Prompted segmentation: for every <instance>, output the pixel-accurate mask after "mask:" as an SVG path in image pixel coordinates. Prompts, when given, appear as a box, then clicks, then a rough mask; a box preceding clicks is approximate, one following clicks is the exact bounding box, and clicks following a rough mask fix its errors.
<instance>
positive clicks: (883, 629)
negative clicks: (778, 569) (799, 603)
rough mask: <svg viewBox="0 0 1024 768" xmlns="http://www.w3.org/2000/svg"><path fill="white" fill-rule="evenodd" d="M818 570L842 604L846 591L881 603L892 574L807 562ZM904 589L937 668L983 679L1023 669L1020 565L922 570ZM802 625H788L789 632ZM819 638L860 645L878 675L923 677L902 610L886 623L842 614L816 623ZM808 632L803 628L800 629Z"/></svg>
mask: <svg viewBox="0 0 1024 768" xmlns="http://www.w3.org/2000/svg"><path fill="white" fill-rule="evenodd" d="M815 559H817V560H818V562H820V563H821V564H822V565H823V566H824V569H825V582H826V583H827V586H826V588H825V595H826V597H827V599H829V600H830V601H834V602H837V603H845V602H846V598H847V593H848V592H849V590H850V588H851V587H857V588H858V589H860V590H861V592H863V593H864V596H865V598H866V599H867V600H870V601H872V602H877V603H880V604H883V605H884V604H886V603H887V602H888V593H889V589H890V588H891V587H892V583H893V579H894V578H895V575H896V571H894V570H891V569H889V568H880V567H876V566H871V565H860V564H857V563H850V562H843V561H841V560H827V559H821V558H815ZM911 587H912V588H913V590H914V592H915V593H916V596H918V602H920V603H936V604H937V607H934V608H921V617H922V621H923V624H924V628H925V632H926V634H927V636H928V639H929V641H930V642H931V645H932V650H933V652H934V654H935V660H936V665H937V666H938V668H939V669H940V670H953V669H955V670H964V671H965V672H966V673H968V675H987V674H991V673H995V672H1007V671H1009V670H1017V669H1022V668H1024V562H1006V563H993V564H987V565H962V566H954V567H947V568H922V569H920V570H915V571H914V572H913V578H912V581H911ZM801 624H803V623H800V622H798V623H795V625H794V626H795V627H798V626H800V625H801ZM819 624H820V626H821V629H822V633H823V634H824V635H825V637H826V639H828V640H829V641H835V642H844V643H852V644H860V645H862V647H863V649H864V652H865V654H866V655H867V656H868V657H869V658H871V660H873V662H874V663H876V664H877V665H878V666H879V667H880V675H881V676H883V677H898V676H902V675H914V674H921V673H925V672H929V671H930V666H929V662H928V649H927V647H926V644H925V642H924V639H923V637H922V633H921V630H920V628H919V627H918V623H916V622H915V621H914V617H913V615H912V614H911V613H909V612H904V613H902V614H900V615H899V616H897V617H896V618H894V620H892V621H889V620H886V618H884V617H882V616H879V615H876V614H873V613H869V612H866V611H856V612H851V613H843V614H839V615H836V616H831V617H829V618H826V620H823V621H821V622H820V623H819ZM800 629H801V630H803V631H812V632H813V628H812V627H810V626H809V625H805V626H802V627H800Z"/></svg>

**What you need to do:** Could the entire listing be repeated exactly as written?

**Solution for this task:**
Prompted segmentation: for every <instance>, output the pixel-accurate mask after "mask:" as an SVG path in image pixel coordinates. Prompts, when given, appear as a box, then clicks, then a rough mask; a box preceding clicks is approximate, one following clicks is the exact bounding box, and clicks following a rough mask fix its errors.
<instance>
positive clicks: (883, 629)
negative clicks: (778, 569) (799, 603)
rough mask: <svg viewBox="0 0 1024 768" xmlns="http://www.w3.org/2000/svg"><path fill="white" fill-rule="evenodd" d="M818 570L842 604L846 591L881 603L892 574L807 562ZM904 589L937 668L983 679L1023 669L1020 565L922 570ZM802 625H788L789 632ZM819 638L860 645L878 675L923 677L902 610L886 623L842 614L816 623ZM808 632L803 628L800 629Z"/></svg>
mask: <svg viewBox="0 0 1024 768" xmlns="http://www.w3.org/2000/svg"><path fill="white" fill-rule="evenodd" d="M815 559H817V560H818V562H820V563H821V564H822V565H823V566H824V569H825V582H826V583H827V586H826V588H825V595H826V597H827V599H829V600H830V601H834V602H837V603H845V602H846V598H847V593H848V592H849V590H850V588H851V587H857V588H858V589H860V590H861V592H863V593H864V596H865V598H866V599H867V600H870V601H872V602H877V603H880V604H883V605H884V604H886V603H887V602H888V593H889V589H890V588H891V587H892V583H893V579H894V578H895V575H896V571H894V570H891V569H889V568H880V567H876V566H871V565H860V564H857V563H850V562H843V561H841V560H827V559H821V558H815ZM911 587H912V588H913V590H914V592H915V593H916V596H918V602H920V603H936V604H937V607H934V608H921V617H922V621H923V624H924V628H925V632H926V634H927V636H928V639H929V641H930V642H931V645H932V650H933V652H934V654H935V660H936V665H937V666H938V668H939V669H940V670H953V669H955V670H964V671H965V672H966V673H968V675H987V674H991V673H995V672H1007V671H1009V670H1017V669H1022V668H1024V562H1006V563H993V564H987V565H962V566H954V567H947V568H922V569H920V570H915V571H914V572H913V578H912V581H911ZM801 624H803V623H800V622H798V623H795V625H794V626H795V627H798V626H800V625H801ZM819 624H820V626H821V629H822V633H823V634H824V635H825V637H826V639H828V640H829V641H835V642H844V643H852V644H860V645H862V647H863V649H864V652H865V654H866V655H867V656H868V657H869V658H871V660H873V662H874V663H876V664H877V665H878V666H879V667H880V675H881V676H883V677H898V676H902V675H914V674H921V673H925V672H929V671H930V666H929V662H928V649H927V647H926V644H925V642H924V639H923V637H922V633H921V630H920V628H919V627H918V623H916V622H915V621H914V617H913V615H912V614H911V613H909V612H904V613H902V614H900V615H899V616H897V617H896V618H894V620H892V621H889V620H886V618H884V617H882V616H879V615H876V614H873V613H869V612H866V611H856V612H851V613H843V614H839V615H836V616H831V617H829V618H826V620H823V621H821V622H820V623H819ZM800 629H801V630H803V631H812V632H813V628H812V627H810V626H809V625H805V626H802V627H800Z"/></svg>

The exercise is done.